#### [YOUR TASK]
Count the lines of the items below that contain the string "fortress", and give only that number.

#### [RECORDS FOR THIS TASK]
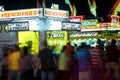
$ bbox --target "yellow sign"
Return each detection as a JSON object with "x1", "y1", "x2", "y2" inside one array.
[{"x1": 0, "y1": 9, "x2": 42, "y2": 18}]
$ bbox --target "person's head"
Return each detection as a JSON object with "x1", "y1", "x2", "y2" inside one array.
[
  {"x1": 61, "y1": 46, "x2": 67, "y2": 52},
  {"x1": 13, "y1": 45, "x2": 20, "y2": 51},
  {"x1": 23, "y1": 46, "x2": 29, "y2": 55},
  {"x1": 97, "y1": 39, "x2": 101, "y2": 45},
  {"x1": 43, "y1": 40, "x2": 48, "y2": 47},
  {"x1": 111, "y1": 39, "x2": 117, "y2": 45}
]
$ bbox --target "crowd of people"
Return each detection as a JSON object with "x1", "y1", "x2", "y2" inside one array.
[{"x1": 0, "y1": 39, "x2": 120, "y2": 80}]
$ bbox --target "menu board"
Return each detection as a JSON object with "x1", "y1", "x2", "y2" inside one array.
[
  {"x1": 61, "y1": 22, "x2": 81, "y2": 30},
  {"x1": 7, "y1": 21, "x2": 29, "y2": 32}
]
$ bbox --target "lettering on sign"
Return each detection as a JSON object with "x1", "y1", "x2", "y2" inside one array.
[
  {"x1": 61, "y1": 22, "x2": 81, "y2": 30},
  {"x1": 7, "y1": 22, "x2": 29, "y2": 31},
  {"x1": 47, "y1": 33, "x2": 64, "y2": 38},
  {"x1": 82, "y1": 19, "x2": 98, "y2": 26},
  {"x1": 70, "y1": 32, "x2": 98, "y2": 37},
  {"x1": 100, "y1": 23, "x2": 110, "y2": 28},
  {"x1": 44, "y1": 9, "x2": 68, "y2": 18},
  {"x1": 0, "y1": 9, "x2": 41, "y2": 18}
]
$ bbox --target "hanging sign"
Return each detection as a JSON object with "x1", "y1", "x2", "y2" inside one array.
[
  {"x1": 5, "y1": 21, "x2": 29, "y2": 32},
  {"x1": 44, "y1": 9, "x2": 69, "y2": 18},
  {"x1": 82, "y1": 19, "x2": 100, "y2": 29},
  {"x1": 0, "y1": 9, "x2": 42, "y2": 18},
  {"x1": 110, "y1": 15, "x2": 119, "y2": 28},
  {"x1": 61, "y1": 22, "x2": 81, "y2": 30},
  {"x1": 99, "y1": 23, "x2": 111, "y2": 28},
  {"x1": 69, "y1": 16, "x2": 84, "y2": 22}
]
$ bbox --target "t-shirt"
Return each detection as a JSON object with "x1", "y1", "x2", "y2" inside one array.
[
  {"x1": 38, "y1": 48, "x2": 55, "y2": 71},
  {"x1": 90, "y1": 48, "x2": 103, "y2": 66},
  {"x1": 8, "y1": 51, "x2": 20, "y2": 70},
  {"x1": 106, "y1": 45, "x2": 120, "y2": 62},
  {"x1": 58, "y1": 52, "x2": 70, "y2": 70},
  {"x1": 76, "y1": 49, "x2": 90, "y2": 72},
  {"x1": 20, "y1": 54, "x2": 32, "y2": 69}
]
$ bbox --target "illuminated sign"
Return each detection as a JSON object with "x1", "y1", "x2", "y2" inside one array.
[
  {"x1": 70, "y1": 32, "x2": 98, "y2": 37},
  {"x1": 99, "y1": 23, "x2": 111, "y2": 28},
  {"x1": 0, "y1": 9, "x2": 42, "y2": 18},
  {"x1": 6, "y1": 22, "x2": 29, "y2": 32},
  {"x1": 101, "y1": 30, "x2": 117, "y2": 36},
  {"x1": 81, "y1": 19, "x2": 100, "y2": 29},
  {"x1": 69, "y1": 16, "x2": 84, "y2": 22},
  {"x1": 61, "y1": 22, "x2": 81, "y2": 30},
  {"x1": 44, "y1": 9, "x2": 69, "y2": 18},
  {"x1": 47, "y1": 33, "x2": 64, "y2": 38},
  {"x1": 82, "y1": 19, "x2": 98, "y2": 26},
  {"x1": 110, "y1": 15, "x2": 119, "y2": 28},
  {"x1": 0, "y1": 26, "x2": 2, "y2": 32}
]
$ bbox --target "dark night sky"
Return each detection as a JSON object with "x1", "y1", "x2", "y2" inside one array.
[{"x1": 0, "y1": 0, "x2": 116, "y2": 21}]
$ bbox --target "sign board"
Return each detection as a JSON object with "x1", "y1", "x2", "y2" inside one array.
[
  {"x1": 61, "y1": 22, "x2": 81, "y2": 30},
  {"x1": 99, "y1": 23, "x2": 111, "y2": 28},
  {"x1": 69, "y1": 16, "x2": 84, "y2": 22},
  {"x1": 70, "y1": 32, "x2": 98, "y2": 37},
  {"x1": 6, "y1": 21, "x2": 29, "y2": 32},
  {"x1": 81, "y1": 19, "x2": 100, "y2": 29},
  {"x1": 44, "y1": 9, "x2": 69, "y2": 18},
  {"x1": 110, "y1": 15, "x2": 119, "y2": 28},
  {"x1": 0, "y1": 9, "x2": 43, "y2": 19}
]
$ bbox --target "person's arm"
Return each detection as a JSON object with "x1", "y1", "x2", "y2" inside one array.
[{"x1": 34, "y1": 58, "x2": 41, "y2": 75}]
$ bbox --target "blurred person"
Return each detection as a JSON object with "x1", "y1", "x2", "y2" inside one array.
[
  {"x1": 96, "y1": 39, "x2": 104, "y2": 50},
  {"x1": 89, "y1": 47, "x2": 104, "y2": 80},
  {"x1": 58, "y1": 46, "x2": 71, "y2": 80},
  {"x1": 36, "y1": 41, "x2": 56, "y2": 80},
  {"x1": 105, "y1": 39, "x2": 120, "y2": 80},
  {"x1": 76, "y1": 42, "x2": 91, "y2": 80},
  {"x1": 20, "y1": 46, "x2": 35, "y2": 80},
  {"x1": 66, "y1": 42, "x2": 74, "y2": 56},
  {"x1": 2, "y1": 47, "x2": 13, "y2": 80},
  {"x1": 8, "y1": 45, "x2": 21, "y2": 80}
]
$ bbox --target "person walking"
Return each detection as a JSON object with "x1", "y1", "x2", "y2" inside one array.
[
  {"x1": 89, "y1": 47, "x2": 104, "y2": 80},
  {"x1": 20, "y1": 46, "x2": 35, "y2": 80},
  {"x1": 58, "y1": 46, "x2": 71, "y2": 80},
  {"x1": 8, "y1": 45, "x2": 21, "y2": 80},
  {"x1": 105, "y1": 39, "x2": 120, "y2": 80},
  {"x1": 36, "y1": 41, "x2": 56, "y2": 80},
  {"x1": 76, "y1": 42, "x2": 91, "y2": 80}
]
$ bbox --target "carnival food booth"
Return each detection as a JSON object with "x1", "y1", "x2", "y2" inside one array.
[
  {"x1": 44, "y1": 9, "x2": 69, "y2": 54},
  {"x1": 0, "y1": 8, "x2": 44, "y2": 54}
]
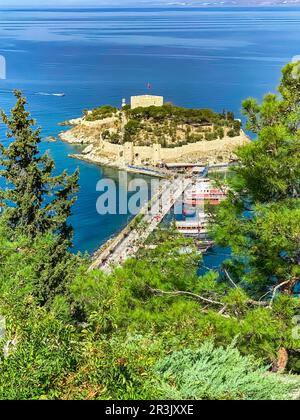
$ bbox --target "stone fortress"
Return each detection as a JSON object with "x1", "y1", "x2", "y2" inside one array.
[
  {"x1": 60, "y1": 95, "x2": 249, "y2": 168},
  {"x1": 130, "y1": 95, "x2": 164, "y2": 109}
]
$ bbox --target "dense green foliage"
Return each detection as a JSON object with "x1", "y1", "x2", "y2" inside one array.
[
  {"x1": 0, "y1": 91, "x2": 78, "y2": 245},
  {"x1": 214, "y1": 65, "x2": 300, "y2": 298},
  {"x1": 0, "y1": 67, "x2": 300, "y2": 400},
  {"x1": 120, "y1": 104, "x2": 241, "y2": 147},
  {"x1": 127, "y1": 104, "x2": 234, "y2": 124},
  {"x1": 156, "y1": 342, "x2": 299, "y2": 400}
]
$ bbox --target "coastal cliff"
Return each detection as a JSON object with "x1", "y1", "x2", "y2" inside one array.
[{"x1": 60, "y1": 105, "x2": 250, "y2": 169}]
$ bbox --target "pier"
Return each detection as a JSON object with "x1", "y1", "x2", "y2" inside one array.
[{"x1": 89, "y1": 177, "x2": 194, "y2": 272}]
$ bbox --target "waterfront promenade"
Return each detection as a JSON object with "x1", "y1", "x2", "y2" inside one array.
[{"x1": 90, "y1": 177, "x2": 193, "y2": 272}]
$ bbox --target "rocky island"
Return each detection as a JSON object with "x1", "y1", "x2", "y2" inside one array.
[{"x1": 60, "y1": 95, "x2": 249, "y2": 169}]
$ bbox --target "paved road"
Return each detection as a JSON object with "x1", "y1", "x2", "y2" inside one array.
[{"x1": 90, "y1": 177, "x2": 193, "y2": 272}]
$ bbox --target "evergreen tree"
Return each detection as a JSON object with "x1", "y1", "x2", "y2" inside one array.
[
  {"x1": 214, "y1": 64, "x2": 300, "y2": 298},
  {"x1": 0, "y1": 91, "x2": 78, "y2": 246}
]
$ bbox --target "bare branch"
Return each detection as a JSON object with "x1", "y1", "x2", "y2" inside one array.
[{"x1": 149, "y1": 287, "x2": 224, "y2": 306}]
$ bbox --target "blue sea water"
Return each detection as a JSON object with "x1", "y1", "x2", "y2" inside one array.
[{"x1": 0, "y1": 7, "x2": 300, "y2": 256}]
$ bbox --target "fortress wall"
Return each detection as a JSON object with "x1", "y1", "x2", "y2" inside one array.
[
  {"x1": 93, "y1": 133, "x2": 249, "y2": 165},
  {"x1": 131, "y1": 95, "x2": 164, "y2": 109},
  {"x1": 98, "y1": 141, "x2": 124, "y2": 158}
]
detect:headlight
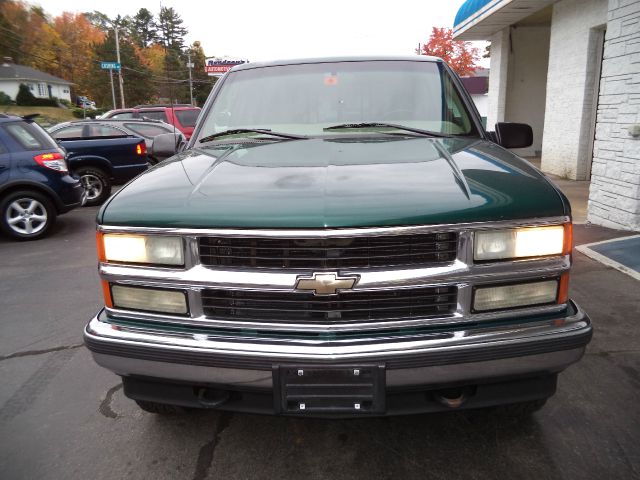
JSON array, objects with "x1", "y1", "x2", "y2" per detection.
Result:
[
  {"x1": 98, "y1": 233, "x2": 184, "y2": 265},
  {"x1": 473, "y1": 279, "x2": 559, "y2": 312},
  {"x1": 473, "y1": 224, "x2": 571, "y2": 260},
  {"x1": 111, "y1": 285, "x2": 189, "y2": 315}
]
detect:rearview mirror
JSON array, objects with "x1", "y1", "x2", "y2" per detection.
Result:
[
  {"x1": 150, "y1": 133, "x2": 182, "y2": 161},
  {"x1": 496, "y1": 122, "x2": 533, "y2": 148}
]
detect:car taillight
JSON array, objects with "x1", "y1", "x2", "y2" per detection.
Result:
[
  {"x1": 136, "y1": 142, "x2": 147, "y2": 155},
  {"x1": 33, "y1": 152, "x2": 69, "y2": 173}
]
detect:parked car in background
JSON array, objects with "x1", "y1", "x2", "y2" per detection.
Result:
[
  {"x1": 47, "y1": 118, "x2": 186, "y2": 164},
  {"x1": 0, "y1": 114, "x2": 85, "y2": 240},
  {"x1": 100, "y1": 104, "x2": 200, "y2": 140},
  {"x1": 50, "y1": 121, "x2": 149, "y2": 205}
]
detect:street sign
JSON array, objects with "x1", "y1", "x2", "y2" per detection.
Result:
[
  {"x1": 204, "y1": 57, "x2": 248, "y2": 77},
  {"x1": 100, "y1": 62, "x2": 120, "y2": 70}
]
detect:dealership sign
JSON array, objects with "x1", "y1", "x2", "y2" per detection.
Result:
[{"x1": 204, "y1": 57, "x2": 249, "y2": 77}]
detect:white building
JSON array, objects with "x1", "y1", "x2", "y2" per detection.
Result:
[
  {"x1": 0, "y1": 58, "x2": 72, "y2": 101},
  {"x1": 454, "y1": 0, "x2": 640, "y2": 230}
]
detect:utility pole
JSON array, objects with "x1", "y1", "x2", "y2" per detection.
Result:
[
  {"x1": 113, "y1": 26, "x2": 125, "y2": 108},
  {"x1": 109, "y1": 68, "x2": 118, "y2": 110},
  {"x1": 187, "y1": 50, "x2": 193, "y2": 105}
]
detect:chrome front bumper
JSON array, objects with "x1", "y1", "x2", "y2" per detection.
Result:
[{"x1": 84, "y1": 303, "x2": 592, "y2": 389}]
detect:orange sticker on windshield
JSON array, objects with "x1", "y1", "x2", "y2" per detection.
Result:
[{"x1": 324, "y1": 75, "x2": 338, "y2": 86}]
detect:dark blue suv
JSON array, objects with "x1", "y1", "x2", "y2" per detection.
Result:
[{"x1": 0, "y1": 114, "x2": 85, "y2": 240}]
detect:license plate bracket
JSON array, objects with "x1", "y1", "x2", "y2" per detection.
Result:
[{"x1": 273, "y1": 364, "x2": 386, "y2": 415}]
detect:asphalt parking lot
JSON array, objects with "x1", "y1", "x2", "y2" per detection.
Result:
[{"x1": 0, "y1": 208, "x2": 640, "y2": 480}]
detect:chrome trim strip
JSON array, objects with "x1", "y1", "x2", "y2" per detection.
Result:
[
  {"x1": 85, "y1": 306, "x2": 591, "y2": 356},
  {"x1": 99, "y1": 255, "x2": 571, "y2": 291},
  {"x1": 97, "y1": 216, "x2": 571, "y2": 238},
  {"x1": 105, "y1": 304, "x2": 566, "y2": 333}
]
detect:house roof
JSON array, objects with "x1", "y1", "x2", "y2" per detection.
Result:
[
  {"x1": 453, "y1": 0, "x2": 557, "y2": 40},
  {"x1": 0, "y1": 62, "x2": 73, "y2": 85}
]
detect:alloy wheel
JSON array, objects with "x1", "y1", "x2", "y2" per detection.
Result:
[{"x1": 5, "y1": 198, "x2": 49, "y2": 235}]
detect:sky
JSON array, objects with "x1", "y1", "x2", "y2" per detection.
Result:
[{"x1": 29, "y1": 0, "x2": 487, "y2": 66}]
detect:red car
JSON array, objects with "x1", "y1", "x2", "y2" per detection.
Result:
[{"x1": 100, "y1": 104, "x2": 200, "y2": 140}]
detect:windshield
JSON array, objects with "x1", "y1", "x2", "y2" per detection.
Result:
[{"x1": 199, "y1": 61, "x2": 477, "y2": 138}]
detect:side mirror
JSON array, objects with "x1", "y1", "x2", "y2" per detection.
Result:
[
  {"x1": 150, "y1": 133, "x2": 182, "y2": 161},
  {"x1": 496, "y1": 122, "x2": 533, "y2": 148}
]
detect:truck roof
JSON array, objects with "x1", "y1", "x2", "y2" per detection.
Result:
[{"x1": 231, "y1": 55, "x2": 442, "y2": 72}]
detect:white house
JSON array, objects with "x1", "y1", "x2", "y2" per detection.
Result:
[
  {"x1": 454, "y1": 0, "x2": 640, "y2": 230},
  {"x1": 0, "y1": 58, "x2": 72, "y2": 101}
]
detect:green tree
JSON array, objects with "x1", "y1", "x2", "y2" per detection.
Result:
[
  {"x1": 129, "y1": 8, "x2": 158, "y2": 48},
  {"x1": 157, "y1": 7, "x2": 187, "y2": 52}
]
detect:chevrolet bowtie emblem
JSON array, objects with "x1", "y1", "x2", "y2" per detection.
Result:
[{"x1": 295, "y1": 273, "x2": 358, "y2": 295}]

#### [EXPECTED ANSWER]
2